PROBLEM DETAILS =
Transcribe all of the listing exactly.

SUPPLIED RECORDS =

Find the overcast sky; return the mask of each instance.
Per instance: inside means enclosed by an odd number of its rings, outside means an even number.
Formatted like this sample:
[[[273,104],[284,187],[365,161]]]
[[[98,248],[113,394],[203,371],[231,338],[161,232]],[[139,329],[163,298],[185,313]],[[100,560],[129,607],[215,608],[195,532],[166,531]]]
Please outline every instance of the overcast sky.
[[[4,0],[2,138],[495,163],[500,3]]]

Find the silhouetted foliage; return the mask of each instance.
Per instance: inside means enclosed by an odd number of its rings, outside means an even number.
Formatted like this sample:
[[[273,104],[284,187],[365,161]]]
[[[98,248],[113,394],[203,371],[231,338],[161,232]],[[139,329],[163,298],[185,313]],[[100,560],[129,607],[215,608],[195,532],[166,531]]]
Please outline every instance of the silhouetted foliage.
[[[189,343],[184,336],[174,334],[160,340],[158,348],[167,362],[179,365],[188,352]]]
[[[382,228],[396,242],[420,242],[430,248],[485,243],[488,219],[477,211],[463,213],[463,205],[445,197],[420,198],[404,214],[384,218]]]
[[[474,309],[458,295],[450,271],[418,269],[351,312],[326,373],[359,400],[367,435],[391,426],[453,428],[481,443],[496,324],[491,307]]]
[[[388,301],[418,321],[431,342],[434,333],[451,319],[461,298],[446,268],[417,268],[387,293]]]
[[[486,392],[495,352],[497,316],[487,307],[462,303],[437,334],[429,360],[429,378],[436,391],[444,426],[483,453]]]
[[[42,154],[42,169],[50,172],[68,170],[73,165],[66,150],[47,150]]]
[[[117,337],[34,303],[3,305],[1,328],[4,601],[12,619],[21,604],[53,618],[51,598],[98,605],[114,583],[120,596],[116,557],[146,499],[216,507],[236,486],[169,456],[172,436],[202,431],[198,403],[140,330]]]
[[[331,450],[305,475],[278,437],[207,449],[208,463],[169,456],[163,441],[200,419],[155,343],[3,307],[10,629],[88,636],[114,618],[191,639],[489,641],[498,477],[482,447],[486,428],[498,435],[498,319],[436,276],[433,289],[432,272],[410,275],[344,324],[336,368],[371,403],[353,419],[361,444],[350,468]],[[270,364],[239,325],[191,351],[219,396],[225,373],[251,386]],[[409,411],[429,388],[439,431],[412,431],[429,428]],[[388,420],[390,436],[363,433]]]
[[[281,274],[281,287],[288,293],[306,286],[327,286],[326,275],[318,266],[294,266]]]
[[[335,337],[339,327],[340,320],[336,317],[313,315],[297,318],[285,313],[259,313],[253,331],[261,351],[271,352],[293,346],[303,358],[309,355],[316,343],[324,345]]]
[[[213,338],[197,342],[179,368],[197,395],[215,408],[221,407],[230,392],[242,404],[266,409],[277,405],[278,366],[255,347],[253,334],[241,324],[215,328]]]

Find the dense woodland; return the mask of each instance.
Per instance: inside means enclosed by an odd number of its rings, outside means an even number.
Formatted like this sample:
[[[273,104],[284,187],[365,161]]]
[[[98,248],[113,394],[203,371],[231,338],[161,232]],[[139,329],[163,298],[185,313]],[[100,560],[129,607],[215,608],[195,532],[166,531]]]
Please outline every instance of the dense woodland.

ANSWER TO THIS EXERCISE =
Find the overcast sky; return the mask of each instance.
Per instance: inside means enclosed by an odd number of its rings, outside means an even number.
Formatted like this sample:
[[[273,104],[284,187],[365,161]]]
[[[98,248],[113,394],[203,371],[231,338],[161,232]],[[139,329],[163,298],[185,313]],[[100,560],[129,607],[215,608],[195,532],[166,531]]]
Please outline every instance of the overcast sky.
[[[4,0],[2,138],[495,163],[500,3]]]

Find the silhouetted foliage; return the mask of each instance.
Per instance: inside means enclosed by an odd number of its rings, outside means an even number.
Formatted like this sample:
[[[273,104],[284,187],[365,161]]]
[[[98,248],[113,394],[203,371],[231,338],[161,232]],[[139,329],[163,298],[185,313]],[[100,560],[129,607],[215,608],[195,532],[166,531]]]
Please outline every instance of the silhouetted foliage.
[[[189,343],[184,336],[174,334],[160,340],[158,348],[167,362],[179,365],[188,352]]]
[[[382,228],[396,242],[420,242],[430,248],[485,243],[488,219],[477,211],[463,213],[463,205],[445,197],[420,198],[404,214],[384,218]]]
[[[474,309],[458,295],[450,271],[418,269],[351,312],[326,373],[359,400],[367,435],[391,426],[453,428],[481,443],[496,324],[491,307]]]
[[[388,301],[418,321],[431,342],[434,333],[451,319],[461,298],[446,268],[417,268],[387,293]]]
[[[486,392],[495,352],[497,316],[487,307],[462,303],[437,334],[429,360],[429,378],[436,391],[444,426],[483,453]]]
[[[42,154],[42,169],[50,172],[68,170],[73,165],[66,150],[47,150]]]
[[[117,337],[34,303],[3,305],[1,328],[4,601],[12,619],[21,604],[53,618],[51,598],[98,605],[114,583],[120,596],[116,557],[146,499],[216,507],[236,486],[169,456],[172,436],[202,431],[198,403],[140,330]]]
[[[331,450],[305,475],[278,437],[207,449],[208,463],[169,456],[163,441],[200,419],[155,343],[3,307],[10,629],[88,636],[114,618],[191,639],[489,641],[498,477],[482,447],[486,428],[498,435],[498,319],[436,276],[433,289],[432,272],[410,275],[344,324],[336,368],[371,403],[353,419],[361,444],[350,468]],[[270,364],[239,325],[191,351],[219,396],[225,373],[251,386]],[[409,411],[429,388],[439,431],[412,431],[429,428]],[[388,420],[390,436],[363,433]]]
[[[281,274],[281,287],[288,293],[306,286],[327,286],[326,275],[318,266],[294,266]]]
[[[335,337],[339,327],[340,320],[336,317],[313,315],[297,318],[285,313],[259,313],[253,331],[261,351],[271,352],[293,346],[303,358],[309,355],[316,343],[324,345]]]
[[[213,338],[197,342],[179,368],[197,395],[215,408],[221,407],[230,392],[242,404],[266,409],[277,405],[278,366],[255,347],[253,334],[241,324],[215,328]]]

Find the dense woodland; return the mask of each instance.
Per instance: inside means enclosed by an odd number of its rings, outside means an even number.
Formatted like this sample:
[[[273,104],[284,187],[365,161]]]
[[[98,248],[113,394],[203,371],[231,338],[161,232]],[[139,329],[163,298],[185,313]],[[100,560],[129,607],[215,608],[195,532],[166,531]]]
Please outline every instance of the dense woodland.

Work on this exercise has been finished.